### Document section
Innovative advertising
The announcement followed a series of demonstrations outside the TMB's Preston office as locals complained that the TMB was deserting the county.

Sir Norman dismissed a series of parallel demonstrations in Barnsley against the move as the work of militant vegans, who he accused of "whipping up a frenzy of anti-tripe opposition".

Sir Norman said that, by having a presence in both counties, tripe could be "truly TransPennine", comparing it to the railway system that linked Yorkshire and Lancashire.

As evidence of the growth of UK tripe's reach, Sir Norman said that sales of TMB Books' two flagship publications, Forgotten Lancashire and Forgotten Yorkshire, were both on the up as Christmas approached, prompted by innovative advertising in the social media. "Whatever side of the border they come from, a lot of people will be unwrapping a tripe book at the end of December!" he declared.


6 November 2017

Chairman's statement on 'Paradise Papers'

Tripe Marketing Board chairman Sir Norman Wrassle has issued the following statement in response to accusations made in the East Lancashire Cable TV programme Lancashire's Missing Millions which was broadcast last night:


4 November 2017

Chairman apologises to TMB Board members

Tripe Marketing Board chairman Sir Norman Wrassle has apologised to board members who have not yet received a complimentary copy of TMB Books' latest publication, Forgotten Yorkshire and Parts of North Derbyshire and Humberside.

Sir Norman said he was disappointed that the late arrival of stock at the TMB's new offices in Barnsley had prevented the books being distributed to board members in a timely manner. "I know this means that ordinary, common-or-garden tripe lovers who have purchased a copy will have had sight of it before those at the top of the industry - this is quite unacceptable and I'm sorry," he said.

It is understood that a large package of books went missing en route from the printers and the Preston distribution hub used by TMB Books to the TMB's offices in South Yorkshire. "We're not sure who to blame on this one, and current suspects include Lancastrians, vegans and people who don't like tripe," Sir Norman said, adding "but as a purely precautionary measure we have had to let one of our interns go."
######
Exercise: Rewrite the Tripe Marketing Board news starting at "Tripe Marketing Board chairman Sir Norman Wrassle has issued" and ending at "Derbyshire and Humberside.", changing "Tripe Marketing Board" to "TMB" wherever it occurs.
### Material shown
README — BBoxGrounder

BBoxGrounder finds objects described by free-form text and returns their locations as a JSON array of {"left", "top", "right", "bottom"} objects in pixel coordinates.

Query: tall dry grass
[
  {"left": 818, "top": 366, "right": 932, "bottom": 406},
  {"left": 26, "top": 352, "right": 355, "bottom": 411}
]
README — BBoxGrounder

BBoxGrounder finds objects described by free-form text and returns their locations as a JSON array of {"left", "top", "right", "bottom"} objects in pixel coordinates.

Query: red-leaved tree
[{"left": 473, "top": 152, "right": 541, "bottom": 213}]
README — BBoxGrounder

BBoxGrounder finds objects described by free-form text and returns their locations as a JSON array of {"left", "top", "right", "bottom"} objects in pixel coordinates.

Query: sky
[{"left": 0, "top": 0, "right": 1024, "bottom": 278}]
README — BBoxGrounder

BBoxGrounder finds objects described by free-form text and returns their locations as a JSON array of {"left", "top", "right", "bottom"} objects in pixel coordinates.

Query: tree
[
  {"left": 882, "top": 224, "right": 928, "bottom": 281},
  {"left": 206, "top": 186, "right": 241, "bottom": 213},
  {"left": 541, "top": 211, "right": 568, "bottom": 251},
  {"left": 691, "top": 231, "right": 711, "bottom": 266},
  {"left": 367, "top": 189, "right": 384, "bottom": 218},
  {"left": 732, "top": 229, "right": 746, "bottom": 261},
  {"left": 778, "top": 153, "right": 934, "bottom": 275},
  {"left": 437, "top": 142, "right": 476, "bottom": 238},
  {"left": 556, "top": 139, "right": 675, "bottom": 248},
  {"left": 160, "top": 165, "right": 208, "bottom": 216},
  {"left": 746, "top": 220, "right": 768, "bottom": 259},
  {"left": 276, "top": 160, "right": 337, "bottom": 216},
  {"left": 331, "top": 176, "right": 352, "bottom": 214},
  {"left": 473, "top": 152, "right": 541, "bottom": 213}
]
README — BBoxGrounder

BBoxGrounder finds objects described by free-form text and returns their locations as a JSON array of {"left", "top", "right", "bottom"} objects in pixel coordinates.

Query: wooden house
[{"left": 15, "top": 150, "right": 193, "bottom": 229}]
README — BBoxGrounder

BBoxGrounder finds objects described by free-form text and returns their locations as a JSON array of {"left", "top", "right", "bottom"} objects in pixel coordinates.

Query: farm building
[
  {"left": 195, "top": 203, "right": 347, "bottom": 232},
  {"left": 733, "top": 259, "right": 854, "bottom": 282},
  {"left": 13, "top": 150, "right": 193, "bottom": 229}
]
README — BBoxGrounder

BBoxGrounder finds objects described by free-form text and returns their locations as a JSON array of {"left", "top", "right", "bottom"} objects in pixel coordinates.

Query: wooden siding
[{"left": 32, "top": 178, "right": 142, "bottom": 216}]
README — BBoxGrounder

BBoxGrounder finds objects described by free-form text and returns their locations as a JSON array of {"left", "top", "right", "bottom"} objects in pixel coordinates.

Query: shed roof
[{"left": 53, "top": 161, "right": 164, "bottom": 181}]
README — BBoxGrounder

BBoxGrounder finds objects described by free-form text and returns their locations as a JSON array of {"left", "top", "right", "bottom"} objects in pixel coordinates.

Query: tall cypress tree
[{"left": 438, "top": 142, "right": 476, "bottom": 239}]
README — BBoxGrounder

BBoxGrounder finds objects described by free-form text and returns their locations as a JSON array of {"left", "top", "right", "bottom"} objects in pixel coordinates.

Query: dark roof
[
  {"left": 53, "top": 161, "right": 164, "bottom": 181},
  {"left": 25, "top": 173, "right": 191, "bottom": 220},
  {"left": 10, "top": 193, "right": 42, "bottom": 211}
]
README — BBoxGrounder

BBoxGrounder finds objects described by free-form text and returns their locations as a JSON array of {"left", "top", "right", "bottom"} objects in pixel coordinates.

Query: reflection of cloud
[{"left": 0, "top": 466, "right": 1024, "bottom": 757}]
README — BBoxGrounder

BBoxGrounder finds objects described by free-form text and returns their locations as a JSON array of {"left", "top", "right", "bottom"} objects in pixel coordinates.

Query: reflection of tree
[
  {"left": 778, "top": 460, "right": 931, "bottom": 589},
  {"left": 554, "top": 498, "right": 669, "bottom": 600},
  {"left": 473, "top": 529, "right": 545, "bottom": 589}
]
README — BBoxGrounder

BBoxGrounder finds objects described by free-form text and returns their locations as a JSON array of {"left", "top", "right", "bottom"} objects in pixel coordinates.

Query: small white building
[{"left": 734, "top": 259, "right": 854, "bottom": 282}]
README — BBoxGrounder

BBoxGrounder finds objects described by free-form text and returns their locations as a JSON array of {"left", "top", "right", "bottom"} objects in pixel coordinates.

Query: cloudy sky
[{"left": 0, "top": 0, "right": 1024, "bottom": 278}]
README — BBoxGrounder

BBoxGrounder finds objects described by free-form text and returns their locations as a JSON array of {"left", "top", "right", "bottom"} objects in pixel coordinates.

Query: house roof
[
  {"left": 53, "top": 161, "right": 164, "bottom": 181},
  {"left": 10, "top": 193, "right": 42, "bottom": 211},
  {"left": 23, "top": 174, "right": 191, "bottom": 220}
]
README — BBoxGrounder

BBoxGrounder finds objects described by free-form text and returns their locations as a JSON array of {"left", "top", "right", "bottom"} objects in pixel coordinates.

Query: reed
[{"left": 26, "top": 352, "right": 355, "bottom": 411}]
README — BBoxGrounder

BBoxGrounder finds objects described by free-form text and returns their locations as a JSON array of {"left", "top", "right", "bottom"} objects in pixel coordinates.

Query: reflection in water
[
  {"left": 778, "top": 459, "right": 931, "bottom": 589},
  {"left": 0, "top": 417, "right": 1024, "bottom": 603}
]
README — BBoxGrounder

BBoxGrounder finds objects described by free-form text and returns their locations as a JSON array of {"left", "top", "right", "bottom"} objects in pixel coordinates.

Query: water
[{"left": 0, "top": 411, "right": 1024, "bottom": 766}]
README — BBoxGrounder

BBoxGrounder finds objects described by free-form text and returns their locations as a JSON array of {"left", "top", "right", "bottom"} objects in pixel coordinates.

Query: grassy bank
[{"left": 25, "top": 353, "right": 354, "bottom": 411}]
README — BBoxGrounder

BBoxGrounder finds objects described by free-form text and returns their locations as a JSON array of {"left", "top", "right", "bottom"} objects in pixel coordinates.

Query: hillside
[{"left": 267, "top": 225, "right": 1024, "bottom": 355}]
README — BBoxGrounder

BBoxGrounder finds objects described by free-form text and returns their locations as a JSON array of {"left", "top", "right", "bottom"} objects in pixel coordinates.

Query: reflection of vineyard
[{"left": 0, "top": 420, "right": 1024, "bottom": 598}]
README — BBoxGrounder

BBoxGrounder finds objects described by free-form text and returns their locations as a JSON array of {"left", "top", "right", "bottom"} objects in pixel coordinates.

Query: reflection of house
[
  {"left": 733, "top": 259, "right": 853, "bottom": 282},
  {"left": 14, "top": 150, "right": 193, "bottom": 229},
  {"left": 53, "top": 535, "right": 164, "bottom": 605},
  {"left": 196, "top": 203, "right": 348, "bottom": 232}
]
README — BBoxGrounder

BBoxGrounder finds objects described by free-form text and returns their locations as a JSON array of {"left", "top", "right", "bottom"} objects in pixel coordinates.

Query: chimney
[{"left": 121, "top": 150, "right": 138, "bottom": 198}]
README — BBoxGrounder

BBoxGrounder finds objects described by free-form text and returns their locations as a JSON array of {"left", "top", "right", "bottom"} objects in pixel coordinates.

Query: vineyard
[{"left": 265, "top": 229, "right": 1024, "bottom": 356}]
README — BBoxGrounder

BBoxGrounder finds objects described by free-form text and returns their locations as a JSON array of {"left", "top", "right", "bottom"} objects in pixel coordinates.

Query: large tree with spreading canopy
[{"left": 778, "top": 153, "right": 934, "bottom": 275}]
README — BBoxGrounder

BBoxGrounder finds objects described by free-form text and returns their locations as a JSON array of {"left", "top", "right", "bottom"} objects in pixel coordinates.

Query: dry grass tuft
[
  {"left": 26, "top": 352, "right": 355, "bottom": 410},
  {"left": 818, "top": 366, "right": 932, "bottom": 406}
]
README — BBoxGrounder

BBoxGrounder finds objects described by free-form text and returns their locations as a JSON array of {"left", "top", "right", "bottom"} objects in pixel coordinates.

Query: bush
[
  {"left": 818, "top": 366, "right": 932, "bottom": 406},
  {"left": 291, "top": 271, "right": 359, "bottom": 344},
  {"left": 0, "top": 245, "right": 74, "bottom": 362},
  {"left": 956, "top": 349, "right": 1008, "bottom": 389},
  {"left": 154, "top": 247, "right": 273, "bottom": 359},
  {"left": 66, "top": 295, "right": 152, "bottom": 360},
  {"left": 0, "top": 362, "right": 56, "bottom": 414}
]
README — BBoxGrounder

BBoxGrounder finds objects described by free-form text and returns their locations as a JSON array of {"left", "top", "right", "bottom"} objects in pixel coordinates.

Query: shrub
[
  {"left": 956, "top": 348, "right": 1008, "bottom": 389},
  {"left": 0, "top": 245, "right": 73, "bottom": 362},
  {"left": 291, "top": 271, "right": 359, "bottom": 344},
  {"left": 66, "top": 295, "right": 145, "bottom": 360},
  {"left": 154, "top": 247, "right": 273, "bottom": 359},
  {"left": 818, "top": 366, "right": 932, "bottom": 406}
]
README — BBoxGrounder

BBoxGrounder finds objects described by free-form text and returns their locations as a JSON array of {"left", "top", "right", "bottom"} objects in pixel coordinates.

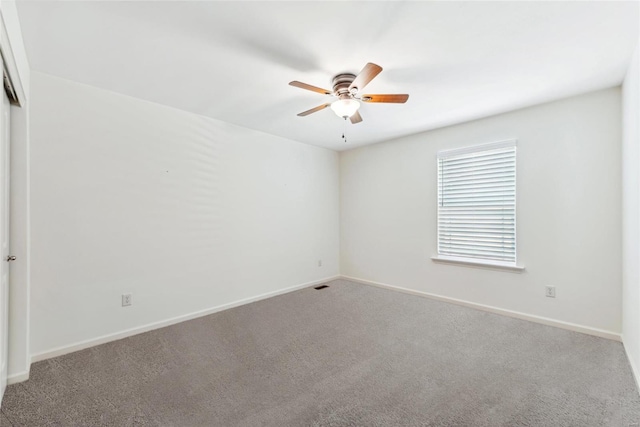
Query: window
[{"left": 434, "top": 140, "right": 521, "bottom": 269}]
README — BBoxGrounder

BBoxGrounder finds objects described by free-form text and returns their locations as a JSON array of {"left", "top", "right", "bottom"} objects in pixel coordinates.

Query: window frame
[{"left": 431, "top": 139, "right": 524, "bottom": 272}]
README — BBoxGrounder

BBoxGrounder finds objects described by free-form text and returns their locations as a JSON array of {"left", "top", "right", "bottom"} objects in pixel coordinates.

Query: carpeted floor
[{"left": 1, "top": 281, "right": 640, "bottom": 427}]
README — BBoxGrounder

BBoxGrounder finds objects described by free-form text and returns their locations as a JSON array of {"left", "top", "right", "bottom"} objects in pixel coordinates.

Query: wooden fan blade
[
  {"left": 298, "top": 104, "right": 331, "bottom": 117},
  {"left": 349, "top": 62, "right": 382, "bottom": 90},
  {"left": 362, "top": 94, "right": 409, "bottom": 104},
  {"left": 349, "top": 111, "right": 362, "bottom": 125},
  {"left": 289, "top": 80, "right": 331, "bottom": 95}
]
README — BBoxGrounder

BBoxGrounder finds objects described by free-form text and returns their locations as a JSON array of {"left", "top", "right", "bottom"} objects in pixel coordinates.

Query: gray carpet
[{"left": 1, "top": 281, "right": 640, "bottom": 427}]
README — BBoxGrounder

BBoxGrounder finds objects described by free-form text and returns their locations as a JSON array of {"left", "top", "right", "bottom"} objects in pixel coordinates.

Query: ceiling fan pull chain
[{"left": 342, "top": 116, "right": 347, "bottom": 143}]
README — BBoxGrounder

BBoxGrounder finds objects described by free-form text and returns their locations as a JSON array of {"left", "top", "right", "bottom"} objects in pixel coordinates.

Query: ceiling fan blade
[
  {"left": 349, "top": 111, "right": 362, "bottom": 125},
  {"left": 362, "top": 94, "right": 409, "bottom": 104},
  {"left": 289, "top": 80, "right": 331, "bottom": 95},
  {"left": 349, "top": 62, "right": 382, "bottom": 90},
  {"left": 298, "top": 104, "right": 331, "bottom": 117}
]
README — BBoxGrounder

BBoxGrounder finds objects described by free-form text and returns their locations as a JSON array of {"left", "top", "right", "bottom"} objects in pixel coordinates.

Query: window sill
[{"left": 431, "top": 255, "right": 524, "bottom": 273}]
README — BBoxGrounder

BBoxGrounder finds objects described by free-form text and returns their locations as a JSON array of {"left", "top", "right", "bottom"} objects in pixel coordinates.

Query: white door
[{"left": 0, "top": 72, "right": 10, "bottom": 402}]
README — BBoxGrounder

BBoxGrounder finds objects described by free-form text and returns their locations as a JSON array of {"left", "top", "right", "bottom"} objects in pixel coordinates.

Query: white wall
[
  {"left": 340, "top": 88, "right": 621, "bottom": 335},
  {"left": 622, "top": 42, "right": 640, "bottom": 384},
  {"left": 0, "top": 0, "right": 31, "bottom": 382},
  {"left": 31, "top": 72, "right": 339, "bottom": 360}
]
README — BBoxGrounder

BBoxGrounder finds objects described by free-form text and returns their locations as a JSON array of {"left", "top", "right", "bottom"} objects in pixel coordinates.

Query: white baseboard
[
  {"left": 7, "top": 371, "right": 29, "bottom": 385},
  {"left": 30, "top": 276, "right": 340, "bottom": 364},
  {"left": 341, "top": 276, "right": 622, "bottom": 341},
  {"left": 622, "top": 335, "right": 640, "bottom": 391}
]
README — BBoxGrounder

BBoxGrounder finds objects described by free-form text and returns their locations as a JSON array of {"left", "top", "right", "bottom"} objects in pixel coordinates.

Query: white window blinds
[{"left": 438, "top": 140, "right": 516, "bottom": 265}]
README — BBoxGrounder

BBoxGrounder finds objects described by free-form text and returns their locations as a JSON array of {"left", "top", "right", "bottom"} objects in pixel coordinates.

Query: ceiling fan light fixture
[{"left": 331, "top": 99, "right": 360, "bottom": 118}]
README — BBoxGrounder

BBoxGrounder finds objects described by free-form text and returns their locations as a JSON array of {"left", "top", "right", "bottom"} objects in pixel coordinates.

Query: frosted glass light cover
[{"left": 331, "top": 99, "right": 360, "bottom": 117}]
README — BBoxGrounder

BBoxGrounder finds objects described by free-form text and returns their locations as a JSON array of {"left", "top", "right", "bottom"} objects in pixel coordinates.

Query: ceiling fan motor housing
[{"left": 332, "top": 73, "right": 356, "bottom": 98}]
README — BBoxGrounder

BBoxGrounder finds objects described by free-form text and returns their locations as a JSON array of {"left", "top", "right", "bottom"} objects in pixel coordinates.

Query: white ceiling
[{"left": 18, "top": 1, "right": 639, "bottom": 150}]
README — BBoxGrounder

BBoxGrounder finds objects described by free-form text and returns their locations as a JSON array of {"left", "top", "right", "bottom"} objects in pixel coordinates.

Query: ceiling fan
[{"left": 289, "top": 62, "right": 409, "bottom": 124}]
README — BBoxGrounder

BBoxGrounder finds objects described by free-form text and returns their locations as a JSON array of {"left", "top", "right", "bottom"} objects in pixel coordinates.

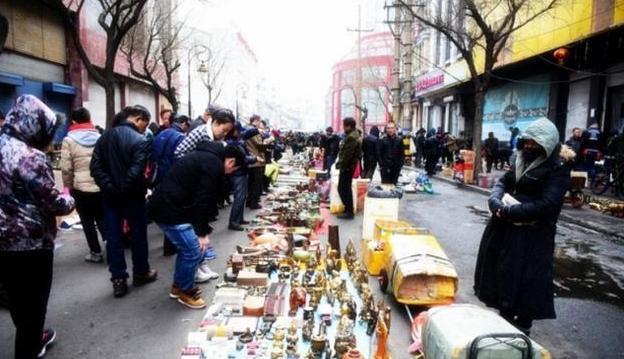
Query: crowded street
[
  {"left": 0, "top": 174, "right": 624, "bottom": 358},
  {"left": 0, "top": 0, "right": 624, "bottom": 359}
]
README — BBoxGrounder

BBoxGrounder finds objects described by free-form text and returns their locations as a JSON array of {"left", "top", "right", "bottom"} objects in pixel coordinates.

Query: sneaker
[
  {"left": 195, "top": 268, "right": 211, "bottom": 283},
  {"left": 132, "top": 269, "right": 158, "bottom": 287},
  {"left": 336, "top": 213, "right": 354, "bottom": 219},
  {"left": 178, "top": 289, "right": 206, "bottom": 309},
  {"left": 37, "top": 329, "right": 56, "bottom": 358},
  {"left": 169, "top": 283, "right": 201, "bottom": 299},
  {"left": 197, "top": 261, "right": 219, "bottom": 279},
  {"left": 204, "top": 246, "right": 217, "bottom": 261},
  {"left": 228, "top": 223, "right": 245, "bottom": 232},
  {"left": 113, "top": 278, "right": 128, "bottom": 298},
  {"left": 85, "top": 252, "right": 104, "bottom": 263}
]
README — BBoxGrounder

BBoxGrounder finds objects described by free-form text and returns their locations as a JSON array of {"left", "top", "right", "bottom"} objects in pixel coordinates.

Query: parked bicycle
[{"left": 591, "top": 156, "right": 624, "bottom": 197}]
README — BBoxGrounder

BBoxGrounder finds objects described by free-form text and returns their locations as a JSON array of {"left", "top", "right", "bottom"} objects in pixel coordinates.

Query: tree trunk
[
  {"left": 472, "top": 86, "right": 485, "bottom": 180},
  {"left": 104, "top": 83, "right": 115, "bottom": 129}
]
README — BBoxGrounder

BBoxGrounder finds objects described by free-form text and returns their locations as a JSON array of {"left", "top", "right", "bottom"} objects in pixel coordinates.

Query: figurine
[
  {"left": 310, "top": 322, "right": 327, "bottom": 356},
  {"left": 344, "top": 238, "right": 357, "bottom": 267},
  {"left": 288, "top": 287, "right": 306, "bottom": 317},
  {"left": 286, "top": 320, "right": 299, "bottom": 348},
  {"left": 334, "top": 315, "right": 356, "bottom": 358},
  {"left": 301, "top": 317, "right": 314, "bottom": 342},
  {"left": 373, "top": 309, "right": 390, "bottom": 359}
]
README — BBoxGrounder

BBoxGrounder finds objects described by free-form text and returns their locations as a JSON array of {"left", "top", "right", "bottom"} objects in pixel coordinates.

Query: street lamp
[
  {"left": 186, "top": 45, "right": 210, "bottom": 117},
  {"left": 235, "top": 83, "right": 247, "bottom": 120}
]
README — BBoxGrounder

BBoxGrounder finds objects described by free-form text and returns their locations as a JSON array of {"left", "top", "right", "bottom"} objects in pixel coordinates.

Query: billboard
[{"left": 482, "top": 75, "right": 550, "bottom": 141}]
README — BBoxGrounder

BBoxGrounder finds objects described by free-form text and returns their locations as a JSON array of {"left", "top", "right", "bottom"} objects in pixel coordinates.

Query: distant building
[
  {"left": 0, "top": 0, "right": 171, "bottom": 127},
  {"left": 331, "top": 32, "right": 393, "bottom": 131}
]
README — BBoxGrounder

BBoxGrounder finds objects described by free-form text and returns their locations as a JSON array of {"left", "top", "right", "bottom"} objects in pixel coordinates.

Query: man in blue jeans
[
  {"left": 226, "top": 122, "right": 258, "bottom": 231},
  {"left": 148, "top": 141, "right": 244, "bottom": 309},
  {"left": 90, "top": 105, "right": 158, "bottom": 298}
]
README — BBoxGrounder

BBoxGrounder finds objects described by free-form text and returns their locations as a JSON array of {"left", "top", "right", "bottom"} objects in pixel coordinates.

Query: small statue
[
  {"left": 310, "top": 322, "right": 327, "bottom": 356},
  {"left": 288, "top": 287, "right": 306, "bottom": 317},
  {"left": 286, "top": 320, "right": 299, "bottom": 348},
  {"left": 301, "top": 317, "right": 314, "bottom": 342},
  {"left": 334, "top": 315, "right": 356, "bottom": 358},
  {"left": 344, "top": 238, "right": 357, "bottom": 268},
  {"left": 315, "top": 269, "right": 327, "bottom": 288},
  {"left": 373, "top": 308, "right": 390, "bottom": 359}
]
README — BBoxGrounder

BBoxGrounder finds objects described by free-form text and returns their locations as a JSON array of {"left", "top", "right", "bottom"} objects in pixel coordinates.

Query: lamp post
[
  {"left": 235, "top": 83, "right": 247, "bottom": 120},
  {"left": 186, "top": 45, "right": 210, "bottom": 117}
]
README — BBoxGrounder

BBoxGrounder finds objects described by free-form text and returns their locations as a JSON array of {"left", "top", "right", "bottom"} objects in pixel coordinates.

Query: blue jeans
[
  {"left": 104, "top": 196, "right": 150, "bottom": 279},
  {"left": 158, "top": 223, "right": 204, "bottom": 291},
  {"left": 230, "top": 174, "right": 247, "bottom": 225}
]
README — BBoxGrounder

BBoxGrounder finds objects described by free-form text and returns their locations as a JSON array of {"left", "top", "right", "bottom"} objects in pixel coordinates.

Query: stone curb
[{"left": 405, "top": 166, "right": 624, "bottom": 240}]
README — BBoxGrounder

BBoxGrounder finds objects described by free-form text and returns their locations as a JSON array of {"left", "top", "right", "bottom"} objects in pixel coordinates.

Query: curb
[{"left": 406, "top": 166, "right": 624, "bottom": 240}]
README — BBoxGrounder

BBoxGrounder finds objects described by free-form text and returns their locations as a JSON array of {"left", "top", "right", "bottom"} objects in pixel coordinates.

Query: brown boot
[{"left": 132, "top": 269, "right": 158, "bottom": 287}]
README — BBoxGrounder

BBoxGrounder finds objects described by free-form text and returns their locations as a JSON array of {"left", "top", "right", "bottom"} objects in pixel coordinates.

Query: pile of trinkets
[{"left": 182, "top": 170, "right": 390, "bottom": 359}]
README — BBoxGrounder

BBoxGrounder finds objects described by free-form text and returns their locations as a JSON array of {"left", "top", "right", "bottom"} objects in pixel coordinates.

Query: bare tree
[
  {"left": 49, "top": 0, "right": 148, "bottom": 127},
  {"left": 397, "top": 0, "right": 561, "bottom": 173},
  {"left": 121, "top": 2, "right": 183, "bottom": 112},
  {"left": 201, "top": 46, "right": 225, "bottom": 105}
]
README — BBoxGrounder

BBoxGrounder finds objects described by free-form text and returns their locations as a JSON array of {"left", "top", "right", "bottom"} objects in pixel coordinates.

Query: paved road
[{"left": 0, "top": 182, "right": 624, "bottom": 359}]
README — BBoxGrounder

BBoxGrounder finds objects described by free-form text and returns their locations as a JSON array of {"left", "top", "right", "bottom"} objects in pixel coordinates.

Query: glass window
[
  {"left": 340, "top": 89, "right": 355, "bottom": 118},
  {"left": 342, "top": 69, "right": 355, "bottom": 86}
]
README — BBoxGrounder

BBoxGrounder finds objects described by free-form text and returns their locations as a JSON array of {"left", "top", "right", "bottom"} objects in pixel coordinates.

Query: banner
[{"left": 482, "top": 75, "right": 550, "bottom": 141}]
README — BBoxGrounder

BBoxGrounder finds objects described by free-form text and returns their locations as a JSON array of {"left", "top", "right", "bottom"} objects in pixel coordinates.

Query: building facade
[
  {"left": 331, "top": 32, "right": 393, "bottom": 131},
  {"left": 413, "top": 0, "right": 624, "bottom": 140},
  {"left": 0, "top": 0, "right": 170, "bottom": 127}
]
######
Answer to this exercise:
TMB chairman Sir Norman Wrassle has issued the following statement in response to accusations made in the East Lancashire Cable TV programme Lancashire's Missing Millions which was broadcast last night:


4 November 2017

Chairman apologises to TMB Board members

TMB chairman Sir Norman Wrassle has apologised to board members who have not yet received a complimentary copy of TMB Books' latest publication, Forgotten Yorkshire and Parts of North Derbyshire and Humberside.